§ Extrait du texte
# # # # # # #
L’amendement n° 945 est présenté par MM. Savoldelli et Bocquet, Mmes Apourceau-Poly, Cohen, Gréaume et les membres du groupe communiste républicain citoyen et écologiste.

Ces deux amendements sont ainsi libellés :

Compléter cet article par un paragraphe ainsi rédigé :

…. - Le versement de l’indemnisation au titre du placement en position d’activité partielle de salariés mentionnée à l’article 2 du décret n° 2020-325 du 25 mars 2020 relatif à l’activité partielle est subordonné à la consultation du fichier national des comptes bancaires et au contrôle du greffe du tribunal de commerce.

La parole est à Mme Nathalie Goulet, pour présenter l’amendement n° 241 rectifié quater.

Mme Nathalie Goulet. Compte tenu des 1 740 opérations frauduleuses qui ont déjà été identifiées, au nom de 1 069 sociétés différentes demandant des versements de fonds sur plus de 170 comptes bancaires différents, notamment des comptes domiciliés à l’étranger, je vous propose, dans la lignée du précédent amendement, que le versement de l’indemnisation au titre du placement de salariés en position d’activité partielle soit subordonné à la fois à la consultation du Ficoba et au contrôle du greffe du tribunal de commerce.

Qu’un tel versement soit effectué sur un compte bancaire à l’étranger, ça me semble quand même un peu curieux. Par ailleurs, il arrive aussi que la fraude passe par de faux relevés d’identité bancaire.

Vous le savez, le Premier ministre m’avait confié, ainsi qu’à Carole Grandjean, une mission sur la fraude sociale. Nous avions rencontré exactement le même type de dispositifs avec les entreprises éphémères. Ces dispositifs sont connus et largement condamnés, notamment par Tracfin, qui les a décortiqués. En conséquence, je pense que nous pourrions au moins inscrire dans la loi cette obligation de consultation du Ficoba et du greffe, afin que l’on sache si la société existe avant de verser les indemnités. Vu les montants considérés, s’il y a 2 % ou 3 % de fraude, cela fait des sommes extrêmement importantes.

M. le président. La parole est à M. Pascal Savoldelli, pour présenter l’amendement n° 945.

M. Pascal Savoldelli. Il faudrait vraiment voter ces amendements. Il y va en effet de l’utilisation de l’argent public.

Nous avons été unanimes, ici, à soutenir le Gouvernement lors de la mise en place du chômage partiel à la suite du confinement et de l’arrêt des activités. Mais, selon les chiffres mêmes du Gouvernement, un tiers des entreprises, quand même, sont suspectées de fraude ! Nous demandons donc que le versement des fonds soit subordonné à la consultation du fichier national des comptes bancaires et au contrôle du greffe du tribunal de commerce. L’essentiel de la fraude, en effet, se fait sur les numéros Siret.
# # # # # # #
§ Documents fournis
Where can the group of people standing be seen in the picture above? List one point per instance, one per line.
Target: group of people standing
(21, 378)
# # # # # # #
§ Consigne
Pour chacune des affirmations suivantes, dites par oui ou par non si elle concorde avec l’extrait du débat sur la fraude au chômage partiel, et citez entre guillemets les mots de l’extrait qui permettent de trancher. 1. L’amendement n° 945 est présenté notamment par M. Savoldelli et M. Bocquet. 2. Selon Mme Goulet, les versements frauduleux ont été demandés sur moins de 100 comptes bancaires. 3. M. Savoldelli affirme que l’essentiel de la fraude passe par de faux relevés d’identité bancaire.

§ Réponse finale
1. Oui : « L’amendement n° 945 est présenté par MM. Savoldelli et Bocquet ».
2. Non : « sur plus de 170 comptes bancaires différents ».
3. Non : « L’essentiel de la fraude, en effet, se fait sur les numéros Siret. »